_Set of tasks_
A – Answer these from the Matilda II post:
(i) What percentage was used to scale the file up to 28mm?
(ii) How many of these tanks had been ordered by June 1938?
(iii) Which firm made the first production models?
B – Repeat word for word the part of the Matilda II post between "Actually, as far" and "so it’ll match.", inclusive.

British Steel: Matilda II in VBCW!

And ‘Boney’ Fuller too!

So Majestic! So Slow!

There has been a lot of 15mm Flames of War stuff on my blog recently, but that doesn’t mean I have forgotten my other projects. A setting I was eagerly wanting to return to was the Very British Civil War. But how to make it a nice, dramatic return?

I figured the easiest way was a big, chunky piece of British Armour. After much research to see if it was plausible(more on that later!), I decided on an early Matilda II. These tanks were a nasty surprise to the Germans in 1940, how bad would they be in 1938 in a civil war?

My printing set-up has not dealt with full-plates as well as I would have hoped, and watching this print was nerve-ranking. A corner of the raft was peeling off the bed, yet somehow despite everything the tank printed mostly fine!

Not pictured: A failed print! Huzzah!

Actually, as far as I can tell, it is good enough for table use. This is a file from the legendary M_Bergman on Thingiverse, and was originally scaled at 1:100th for 15mm use. I used Wargaming3D’s suggestion of scaling it up to 28mm, using 178.57% as my scaling guide. While I still think it might be a hair too small, all of my other 15mm rescaled VBCW uses the same scale number so it’ll match.

The file has tons of options, and I opted for a British Expeditionary Force version. I’m hoping that is it is a close enough resemblance to the early marks from 1937-39.

The business end of the 2-pounder. Weak by 1940 standards, but quite powerful for the Interwar period!

Now, this is a controversial tank to use. Most VBCW tanks are much older, 1920’s or early 1930’s designs. However, by June 1938 an order was placed for 140 of these wonderful tanks. Work was slow, and in our timeline only two were completed by 1939.

This early model has a ‘trench tail’

I’m both speeding that up and slowing it down for my particular rendition of VBCW. The first production models were made by Vulcan Foundry in Lancashire. From here on out, it is all alternate history, be warned!

_Entries shown_
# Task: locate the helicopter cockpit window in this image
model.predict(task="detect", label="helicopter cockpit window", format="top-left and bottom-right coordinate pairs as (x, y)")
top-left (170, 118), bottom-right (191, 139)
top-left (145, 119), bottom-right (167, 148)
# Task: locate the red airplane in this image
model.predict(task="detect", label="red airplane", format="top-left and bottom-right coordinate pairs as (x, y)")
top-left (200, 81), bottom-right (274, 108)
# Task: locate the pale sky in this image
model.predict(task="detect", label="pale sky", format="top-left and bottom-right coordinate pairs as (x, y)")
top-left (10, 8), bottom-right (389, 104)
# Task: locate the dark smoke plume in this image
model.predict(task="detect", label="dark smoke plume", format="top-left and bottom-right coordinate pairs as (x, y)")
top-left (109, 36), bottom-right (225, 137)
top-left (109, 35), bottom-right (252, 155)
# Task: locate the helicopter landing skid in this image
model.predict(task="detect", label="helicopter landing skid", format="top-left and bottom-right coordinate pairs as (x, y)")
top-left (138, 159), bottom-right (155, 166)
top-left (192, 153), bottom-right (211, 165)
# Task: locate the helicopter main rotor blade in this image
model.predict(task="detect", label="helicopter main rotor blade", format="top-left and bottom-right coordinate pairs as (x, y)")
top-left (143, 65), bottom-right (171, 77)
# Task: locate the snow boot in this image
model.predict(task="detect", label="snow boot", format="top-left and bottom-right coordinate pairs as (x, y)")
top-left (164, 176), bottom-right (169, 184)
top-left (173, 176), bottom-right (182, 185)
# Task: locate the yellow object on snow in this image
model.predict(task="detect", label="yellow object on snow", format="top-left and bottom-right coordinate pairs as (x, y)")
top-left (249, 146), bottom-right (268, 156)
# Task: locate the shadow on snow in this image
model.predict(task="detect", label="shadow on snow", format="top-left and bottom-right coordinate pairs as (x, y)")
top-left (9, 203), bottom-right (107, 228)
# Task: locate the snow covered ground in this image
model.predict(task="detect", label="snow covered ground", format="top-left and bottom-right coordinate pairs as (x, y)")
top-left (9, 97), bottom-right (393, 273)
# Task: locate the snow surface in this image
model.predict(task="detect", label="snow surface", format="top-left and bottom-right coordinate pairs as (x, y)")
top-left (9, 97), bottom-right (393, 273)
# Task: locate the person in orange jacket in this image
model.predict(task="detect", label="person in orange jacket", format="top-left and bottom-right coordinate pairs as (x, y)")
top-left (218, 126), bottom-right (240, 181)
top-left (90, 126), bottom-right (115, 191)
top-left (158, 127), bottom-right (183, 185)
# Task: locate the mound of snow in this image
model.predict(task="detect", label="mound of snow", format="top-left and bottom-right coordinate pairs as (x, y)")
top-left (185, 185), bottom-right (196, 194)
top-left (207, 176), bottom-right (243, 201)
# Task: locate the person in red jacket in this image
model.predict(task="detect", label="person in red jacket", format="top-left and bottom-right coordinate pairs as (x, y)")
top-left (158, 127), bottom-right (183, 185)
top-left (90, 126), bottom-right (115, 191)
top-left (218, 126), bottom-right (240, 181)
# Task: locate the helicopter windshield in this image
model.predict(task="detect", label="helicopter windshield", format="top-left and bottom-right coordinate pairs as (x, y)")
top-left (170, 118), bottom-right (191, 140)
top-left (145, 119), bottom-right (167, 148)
---
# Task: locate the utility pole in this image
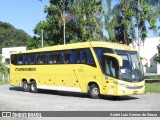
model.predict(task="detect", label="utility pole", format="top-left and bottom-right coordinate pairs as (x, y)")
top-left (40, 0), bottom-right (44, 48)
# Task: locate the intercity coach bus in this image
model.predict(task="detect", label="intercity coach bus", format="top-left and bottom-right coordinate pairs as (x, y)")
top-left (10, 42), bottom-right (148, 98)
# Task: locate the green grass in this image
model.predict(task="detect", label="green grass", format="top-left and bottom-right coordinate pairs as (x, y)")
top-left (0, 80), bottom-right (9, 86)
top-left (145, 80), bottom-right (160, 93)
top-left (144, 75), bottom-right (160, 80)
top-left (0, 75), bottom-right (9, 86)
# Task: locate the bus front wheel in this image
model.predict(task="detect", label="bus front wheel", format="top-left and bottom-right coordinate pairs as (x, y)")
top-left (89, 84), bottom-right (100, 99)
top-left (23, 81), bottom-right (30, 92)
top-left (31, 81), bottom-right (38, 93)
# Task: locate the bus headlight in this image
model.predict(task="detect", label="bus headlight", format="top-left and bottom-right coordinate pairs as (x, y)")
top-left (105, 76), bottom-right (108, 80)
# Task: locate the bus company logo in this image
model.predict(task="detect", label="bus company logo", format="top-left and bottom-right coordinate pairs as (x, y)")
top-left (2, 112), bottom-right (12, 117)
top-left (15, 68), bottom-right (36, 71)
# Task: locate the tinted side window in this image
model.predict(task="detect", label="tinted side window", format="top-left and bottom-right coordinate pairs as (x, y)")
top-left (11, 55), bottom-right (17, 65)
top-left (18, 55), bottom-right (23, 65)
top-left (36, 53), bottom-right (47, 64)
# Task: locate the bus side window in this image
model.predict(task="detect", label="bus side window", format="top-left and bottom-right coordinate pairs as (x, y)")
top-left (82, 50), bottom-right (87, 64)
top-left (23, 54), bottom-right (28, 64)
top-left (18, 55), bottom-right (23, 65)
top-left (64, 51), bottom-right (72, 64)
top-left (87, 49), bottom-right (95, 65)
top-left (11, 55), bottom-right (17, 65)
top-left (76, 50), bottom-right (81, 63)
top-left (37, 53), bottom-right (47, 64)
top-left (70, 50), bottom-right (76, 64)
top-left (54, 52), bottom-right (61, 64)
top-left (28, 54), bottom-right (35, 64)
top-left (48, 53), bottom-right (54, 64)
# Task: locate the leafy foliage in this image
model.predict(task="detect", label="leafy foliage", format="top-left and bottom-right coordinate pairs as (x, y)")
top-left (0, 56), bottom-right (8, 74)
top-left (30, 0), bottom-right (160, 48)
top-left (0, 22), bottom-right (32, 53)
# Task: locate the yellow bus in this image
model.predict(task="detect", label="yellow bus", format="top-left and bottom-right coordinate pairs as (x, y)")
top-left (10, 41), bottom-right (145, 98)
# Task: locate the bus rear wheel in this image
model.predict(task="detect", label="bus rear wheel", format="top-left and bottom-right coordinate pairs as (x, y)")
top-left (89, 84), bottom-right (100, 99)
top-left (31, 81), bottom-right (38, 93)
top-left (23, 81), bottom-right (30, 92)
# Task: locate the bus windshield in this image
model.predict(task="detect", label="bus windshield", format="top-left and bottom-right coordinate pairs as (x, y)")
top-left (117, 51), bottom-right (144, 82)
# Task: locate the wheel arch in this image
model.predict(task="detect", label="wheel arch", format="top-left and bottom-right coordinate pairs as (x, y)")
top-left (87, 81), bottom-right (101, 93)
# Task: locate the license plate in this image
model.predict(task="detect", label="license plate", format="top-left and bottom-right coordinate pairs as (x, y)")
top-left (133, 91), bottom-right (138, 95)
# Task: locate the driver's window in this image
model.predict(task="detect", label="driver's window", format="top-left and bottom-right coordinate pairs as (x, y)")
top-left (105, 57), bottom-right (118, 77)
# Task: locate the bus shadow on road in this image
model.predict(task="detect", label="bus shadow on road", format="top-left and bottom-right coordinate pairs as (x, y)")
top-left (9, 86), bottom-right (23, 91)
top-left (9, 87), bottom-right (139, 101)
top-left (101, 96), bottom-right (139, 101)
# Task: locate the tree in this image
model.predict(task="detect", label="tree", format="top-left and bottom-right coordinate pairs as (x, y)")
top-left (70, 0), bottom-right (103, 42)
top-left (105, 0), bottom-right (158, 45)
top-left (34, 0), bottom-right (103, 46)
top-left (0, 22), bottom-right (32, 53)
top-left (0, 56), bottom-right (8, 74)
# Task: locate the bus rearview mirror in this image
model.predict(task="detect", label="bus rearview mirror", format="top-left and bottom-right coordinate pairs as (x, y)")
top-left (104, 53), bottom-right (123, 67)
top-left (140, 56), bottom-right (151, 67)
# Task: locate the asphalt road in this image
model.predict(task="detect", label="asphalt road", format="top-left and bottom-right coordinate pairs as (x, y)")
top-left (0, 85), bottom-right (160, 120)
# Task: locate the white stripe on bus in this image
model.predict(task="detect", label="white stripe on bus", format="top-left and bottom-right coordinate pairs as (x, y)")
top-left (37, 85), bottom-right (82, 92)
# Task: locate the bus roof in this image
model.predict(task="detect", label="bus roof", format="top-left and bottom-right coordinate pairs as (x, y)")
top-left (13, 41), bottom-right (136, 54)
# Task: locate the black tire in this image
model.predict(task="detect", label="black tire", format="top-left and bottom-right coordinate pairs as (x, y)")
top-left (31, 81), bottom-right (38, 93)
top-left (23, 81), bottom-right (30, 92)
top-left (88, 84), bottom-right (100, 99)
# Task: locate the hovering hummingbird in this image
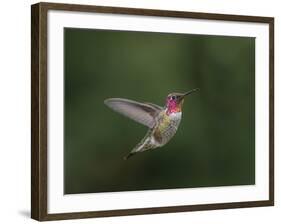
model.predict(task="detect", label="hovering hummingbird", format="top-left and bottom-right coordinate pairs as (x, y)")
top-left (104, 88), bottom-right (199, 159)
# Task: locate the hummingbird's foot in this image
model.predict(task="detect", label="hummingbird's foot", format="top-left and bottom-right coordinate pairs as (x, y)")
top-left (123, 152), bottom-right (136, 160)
...
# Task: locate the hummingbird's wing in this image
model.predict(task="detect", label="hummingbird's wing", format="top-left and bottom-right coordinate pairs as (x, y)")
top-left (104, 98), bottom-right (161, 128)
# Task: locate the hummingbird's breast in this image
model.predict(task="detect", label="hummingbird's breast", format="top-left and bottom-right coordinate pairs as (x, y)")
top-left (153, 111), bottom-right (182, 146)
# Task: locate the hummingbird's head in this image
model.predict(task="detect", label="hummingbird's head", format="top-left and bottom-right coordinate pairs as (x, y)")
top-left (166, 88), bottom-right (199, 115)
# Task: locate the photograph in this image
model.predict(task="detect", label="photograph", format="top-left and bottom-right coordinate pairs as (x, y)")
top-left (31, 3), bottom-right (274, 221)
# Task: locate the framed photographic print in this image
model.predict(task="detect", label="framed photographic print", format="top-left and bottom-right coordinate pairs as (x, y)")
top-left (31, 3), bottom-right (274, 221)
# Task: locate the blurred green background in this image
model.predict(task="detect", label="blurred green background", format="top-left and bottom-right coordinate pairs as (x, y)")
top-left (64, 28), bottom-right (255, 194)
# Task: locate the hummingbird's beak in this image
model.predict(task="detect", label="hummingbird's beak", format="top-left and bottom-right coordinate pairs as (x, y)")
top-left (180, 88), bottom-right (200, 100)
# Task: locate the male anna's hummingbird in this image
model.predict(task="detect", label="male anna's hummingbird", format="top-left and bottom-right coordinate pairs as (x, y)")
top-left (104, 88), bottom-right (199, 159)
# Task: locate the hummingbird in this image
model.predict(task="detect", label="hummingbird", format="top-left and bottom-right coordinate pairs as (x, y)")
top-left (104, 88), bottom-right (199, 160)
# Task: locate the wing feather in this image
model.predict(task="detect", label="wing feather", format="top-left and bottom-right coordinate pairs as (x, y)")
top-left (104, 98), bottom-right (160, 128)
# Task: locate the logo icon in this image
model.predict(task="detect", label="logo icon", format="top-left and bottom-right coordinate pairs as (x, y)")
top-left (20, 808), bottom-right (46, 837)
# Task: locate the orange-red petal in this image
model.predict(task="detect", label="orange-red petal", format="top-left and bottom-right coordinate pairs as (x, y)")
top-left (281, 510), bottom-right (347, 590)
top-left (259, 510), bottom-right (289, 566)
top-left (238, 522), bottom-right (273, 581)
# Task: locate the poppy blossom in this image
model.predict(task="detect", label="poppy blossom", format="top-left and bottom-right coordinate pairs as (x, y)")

_Outputs by task_
A –
(i) 178.57%
(ii) 140
(iii) Vulcan Foundry in Lancashire

B –
Actually, as far as I can tell, it is good enough for table use. This is a file from the legendary M_Bergman on Thingiverse, and was originally scaled at 1:100th for 15mm use. I used Wargaming3D’s suggestion of scaling it up to 28mm, using 178.57% as my scaling guide. While I still think it might be a hair too small, all of my other 15mm rescaled VBCW uses the same scale number so it’ll match.